**TASK MATERIAL**
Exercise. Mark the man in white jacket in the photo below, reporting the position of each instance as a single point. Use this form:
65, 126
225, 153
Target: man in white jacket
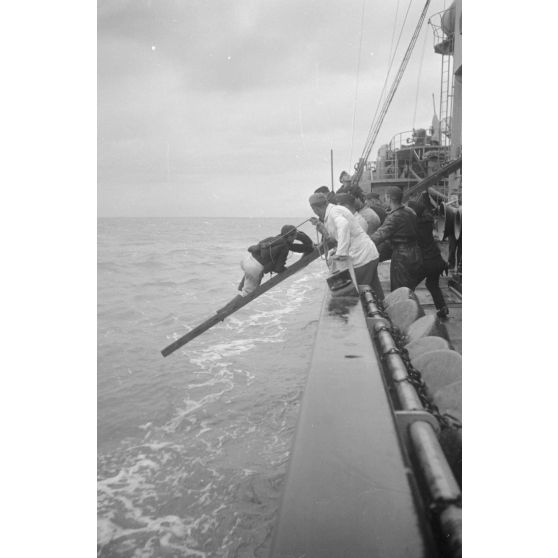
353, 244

**AIM**
Please copy the lines above word for word, omitting the picture.

**FULL ANSWER**
Exercise. Mark the man in white jacket in the photo below, reporting the position of each instance as a single point. Use this form:
65, 126
225, 153
Target: man in white jacket
353, 244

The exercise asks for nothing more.